▶ **WRITTEN TASK 1**
List every line in the rows that contains the string "bird", matching case.
# start of PAGE TEXT
Porsche on the financial brink - hardik
http://www.telegraph.co.uk/finance/newsbysector/retailandconsumer/5383921/Porsche-on-the-financial-brink.html

======
alex_c
More meat here (from New Mogul):

[http://www.bloomberg.com/apps/news?pid=20601100&sid=aMBk...](http://www.bloomberg.com/apps/news?pid=20601100&sid=aMBkiI5gvZnA&refer=germany)

I'm still a bit confused as to what caused the takeover to fail. The Bloomberg
article makes it seem that it was mostly a regulatory problem. Or is it more
that Porsche doesn't have the cash to exercise its options in VW?

Edit: the Economist article posted by anigbrowl explains it better.
# end of PAGE TEXT
▶ **WRITTEN TASK 2**
Give again the passage of the Porsche thread that begins at the words "I'm still a" and ends after "options in VW?", copying it word for word.
# start of EXERCISE INPUTS
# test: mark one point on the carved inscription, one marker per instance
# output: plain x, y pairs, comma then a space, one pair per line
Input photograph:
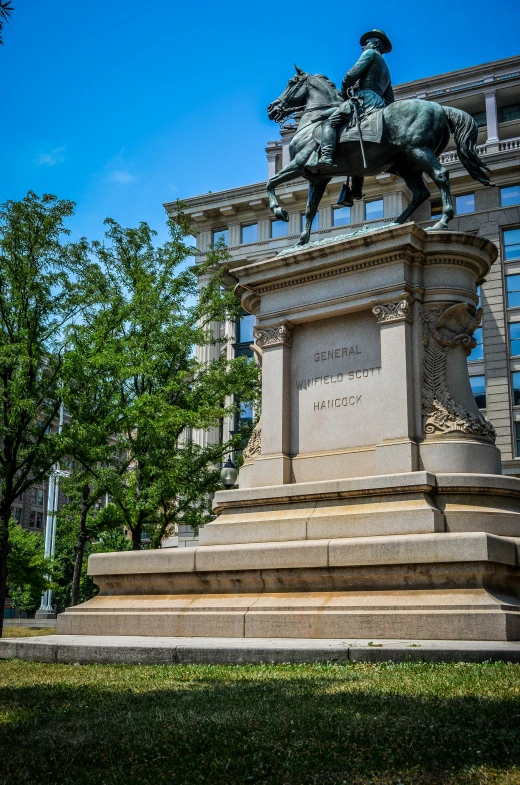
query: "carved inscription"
335, 383
336, 403
336, 354
315, 381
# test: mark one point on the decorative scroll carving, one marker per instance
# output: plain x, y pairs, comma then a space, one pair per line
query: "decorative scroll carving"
254, 444
445, 328
273, 336
393, 312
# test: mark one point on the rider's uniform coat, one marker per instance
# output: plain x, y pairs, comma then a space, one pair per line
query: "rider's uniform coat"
375, 84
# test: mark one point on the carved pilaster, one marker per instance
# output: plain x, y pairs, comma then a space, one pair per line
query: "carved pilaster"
393, 312
254, 444
444, 329
281, 335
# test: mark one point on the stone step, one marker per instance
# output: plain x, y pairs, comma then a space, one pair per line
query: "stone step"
145, 650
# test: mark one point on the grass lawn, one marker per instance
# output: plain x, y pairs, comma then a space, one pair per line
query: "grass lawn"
355, 724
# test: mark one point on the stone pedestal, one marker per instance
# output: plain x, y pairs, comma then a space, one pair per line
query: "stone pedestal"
370, 502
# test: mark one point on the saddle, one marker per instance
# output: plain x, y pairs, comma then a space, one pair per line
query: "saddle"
371, 129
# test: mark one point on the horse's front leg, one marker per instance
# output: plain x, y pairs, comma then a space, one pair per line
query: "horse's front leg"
440, 176
316, 191
290, 172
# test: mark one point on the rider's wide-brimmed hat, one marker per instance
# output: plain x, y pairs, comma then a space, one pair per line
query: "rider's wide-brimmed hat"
387, 46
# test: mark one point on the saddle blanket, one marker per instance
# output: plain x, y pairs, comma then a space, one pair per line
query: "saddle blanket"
371, 129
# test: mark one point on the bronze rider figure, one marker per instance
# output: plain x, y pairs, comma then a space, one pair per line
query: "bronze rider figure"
374, 92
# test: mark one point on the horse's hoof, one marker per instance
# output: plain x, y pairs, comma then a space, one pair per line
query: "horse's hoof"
281, 214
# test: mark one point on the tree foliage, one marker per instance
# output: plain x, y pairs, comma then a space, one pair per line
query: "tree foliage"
142, 334
6, 9
27, 567
45, 282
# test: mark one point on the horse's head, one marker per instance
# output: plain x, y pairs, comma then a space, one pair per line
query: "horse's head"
304, 91
293, 97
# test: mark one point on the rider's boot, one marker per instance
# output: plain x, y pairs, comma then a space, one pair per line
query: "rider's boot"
328, 145
345, 195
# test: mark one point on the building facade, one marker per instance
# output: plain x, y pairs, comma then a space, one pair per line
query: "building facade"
491, 94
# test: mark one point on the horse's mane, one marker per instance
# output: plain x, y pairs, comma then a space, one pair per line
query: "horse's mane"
329, 82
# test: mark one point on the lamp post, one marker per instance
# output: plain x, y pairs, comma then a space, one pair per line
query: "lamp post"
228, 474
45, 610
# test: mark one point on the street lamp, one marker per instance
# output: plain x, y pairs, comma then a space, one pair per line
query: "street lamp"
228, 474
45, 610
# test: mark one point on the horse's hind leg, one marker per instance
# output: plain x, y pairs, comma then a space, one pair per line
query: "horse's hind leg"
417, 186
430, 164
316, 191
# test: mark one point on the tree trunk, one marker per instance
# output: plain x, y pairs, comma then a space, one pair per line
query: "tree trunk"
136, 538
5, 514
80, 546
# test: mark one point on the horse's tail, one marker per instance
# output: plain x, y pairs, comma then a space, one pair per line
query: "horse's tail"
465, 131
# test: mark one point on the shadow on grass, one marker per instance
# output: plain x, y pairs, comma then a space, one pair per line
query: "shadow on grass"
292, 731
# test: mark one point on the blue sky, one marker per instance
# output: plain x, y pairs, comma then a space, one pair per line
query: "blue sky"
123, 105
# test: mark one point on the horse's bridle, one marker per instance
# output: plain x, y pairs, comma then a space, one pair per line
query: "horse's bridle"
284, 112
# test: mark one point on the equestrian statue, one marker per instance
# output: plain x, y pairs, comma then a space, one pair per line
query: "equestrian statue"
362, 131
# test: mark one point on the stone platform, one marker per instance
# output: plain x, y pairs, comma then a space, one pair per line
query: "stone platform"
144, 650
370, 502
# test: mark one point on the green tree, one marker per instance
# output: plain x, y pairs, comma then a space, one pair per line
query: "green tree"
6, 9
91, 398
151, 317
109, 540
45, 283
27, 567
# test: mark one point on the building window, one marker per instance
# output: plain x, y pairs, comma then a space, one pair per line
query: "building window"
513, 291
220, 234
515, 383
279, 229
374, 210
511, 244
315, 225
507, 113
478, 352
510, 195
514, 338
465, 204
517, 439
36, 519
38, 497
245, 328
341, 216
478, 388
245, 416
249, 233
435, 209
479, 118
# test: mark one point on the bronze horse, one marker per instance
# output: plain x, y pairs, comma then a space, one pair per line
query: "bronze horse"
415, 133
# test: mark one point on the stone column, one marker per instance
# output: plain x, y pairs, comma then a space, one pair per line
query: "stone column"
397, 451
357, 212
273, 465
491, 119
206, 355
325, 217
295, 225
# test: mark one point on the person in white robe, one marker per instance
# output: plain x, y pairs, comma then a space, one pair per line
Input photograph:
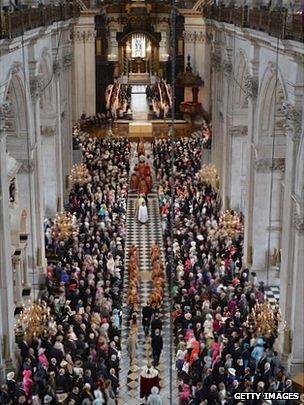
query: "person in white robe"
143, 213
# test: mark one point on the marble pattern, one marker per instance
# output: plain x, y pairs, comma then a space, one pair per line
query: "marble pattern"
144, 236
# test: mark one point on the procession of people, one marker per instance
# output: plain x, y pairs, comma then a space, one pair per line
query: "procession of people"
218, 353
76, 360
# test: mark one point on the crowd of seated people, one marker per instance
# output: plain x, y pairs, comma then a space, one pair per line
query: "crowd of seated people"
100, 120
141, 178
217, 353
76, 359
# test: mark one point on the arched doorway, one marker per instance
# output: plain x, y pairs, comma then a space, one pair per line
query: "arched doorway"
139, 57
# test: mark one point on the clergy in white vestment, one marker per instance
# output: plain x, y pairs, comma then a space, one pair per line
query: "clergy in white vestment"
143, 213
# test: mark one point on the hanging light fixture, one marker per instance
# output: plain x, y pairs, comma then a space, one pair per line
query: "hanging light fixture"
80, 174
64, 226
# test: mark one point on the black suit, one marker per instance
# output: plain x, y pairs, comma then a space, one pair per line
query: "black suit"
157, 347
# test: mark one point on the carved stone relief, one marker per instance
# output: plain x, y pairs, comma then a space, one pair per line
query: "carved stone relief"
293, 119
251, 87
267, 164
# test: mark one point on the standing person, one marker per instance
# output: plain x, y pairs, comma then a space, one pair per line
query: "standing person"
154, 398
157, 347
148, 379
156, 324
143, 213
132, 345
147, 313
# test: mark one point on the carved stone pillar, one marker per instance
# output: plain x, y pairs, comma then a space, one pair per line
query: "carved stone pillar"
262, 225
7, 339
51, 164
239, 142
291, 275
84, 65
26, 285
37, 87
251, 95
18, 281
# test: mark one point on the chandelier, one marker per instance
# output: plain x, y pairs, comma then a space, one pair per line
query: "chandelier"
33, 320
64, 226
80, 174
209, 175
264, 319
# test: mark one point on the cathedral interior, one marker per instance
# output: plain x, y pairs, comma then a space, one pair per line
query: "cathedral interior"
151, 202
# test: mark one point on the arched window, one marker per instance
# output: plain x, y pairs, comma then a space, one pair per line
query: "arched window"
138, 46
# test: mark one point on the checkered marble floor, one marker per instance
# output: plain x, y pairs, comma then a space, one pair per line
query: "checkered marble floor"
273, 294
144, 236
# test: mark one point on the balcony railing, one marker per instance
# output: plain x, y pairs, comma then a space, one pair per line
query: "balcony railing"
15, 23
279, 24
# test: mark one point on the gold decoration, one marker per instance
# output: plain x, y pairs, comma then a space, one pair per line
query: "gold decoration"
33, 320
264, 319
209, 175
64, 226
80, 174
230, 224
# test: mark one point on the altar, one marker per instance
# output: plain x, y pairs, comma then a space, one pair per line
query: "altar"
140, 128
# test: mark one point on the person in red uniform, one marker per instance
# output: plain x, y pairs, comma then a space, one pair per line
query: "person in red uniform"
148, 379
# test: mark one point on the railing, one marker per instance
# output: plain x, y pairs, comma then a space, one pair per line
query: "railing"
15, 23
275, 23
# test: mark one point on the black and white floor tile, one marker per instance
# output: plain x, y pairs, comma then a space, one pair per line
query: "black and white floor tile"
144, 236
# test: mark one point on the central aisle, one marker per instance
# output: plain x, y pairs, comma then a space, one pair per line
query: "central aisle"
139, 104
143, 236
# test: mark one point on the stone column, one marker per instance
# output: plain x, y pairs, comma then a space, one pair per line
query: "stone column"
7, 339
37, 86
297, 313
291, 272
84, 65
66, 122
239, 142
197, 45
58, 143
261, 224
50, 186
225, 153
252, 92
26, 285
217, 139
18, 281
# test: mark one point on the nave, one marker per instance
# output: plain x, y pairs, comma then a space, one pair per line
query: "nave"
144, 237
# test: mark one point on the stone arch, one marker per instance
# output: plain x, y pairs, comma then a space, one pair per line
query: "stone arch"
299, 178
46, 70
272, 95
15, 96
241, 72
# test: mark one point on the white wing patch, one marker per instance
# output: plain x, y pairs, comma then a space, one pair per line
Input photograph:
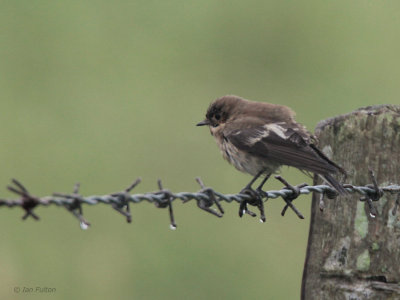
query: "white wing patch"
260, 135
275, 128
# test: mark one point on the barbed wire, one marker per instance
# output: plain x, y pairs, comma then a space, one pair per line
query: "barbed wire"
207, 198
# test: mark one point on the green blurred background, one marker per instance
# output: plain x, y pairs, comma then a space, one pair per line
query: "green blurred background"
101, 92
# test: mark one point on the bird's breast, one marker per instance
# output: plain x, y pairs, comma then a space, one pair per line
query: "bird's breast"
242, 160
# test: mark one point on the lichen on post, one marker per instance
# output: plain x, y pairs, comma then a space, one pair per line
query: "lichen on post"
350, 254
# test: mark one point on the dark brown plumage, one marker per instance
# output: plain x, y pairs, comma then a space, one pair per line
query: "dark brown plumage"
259, 137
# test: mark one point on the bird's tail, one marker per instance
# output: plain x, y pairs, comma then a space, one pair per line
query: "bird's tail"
336, 185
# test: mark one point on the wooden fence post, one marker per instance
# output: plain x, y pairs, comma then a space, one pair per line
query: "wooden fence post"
351, 255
# end of EXERCISE INPUTS
▶ **RIGHT ANSWER 1**
# test: mark one point on the bird's breast, one marker per instance
query: "bird's breast"
# test: mark one point on the bird's tail, one marker per instance
query: "bird's tail"

▶ **RIGHT ANSWER 2**
I'm still a bit confused as to what caused the takeover to fail. The Bloomberg
article makes it seem that it was mostly a regulatory problem. Or is it more
that Porsche doesn't have the cash to exercise its options in VW?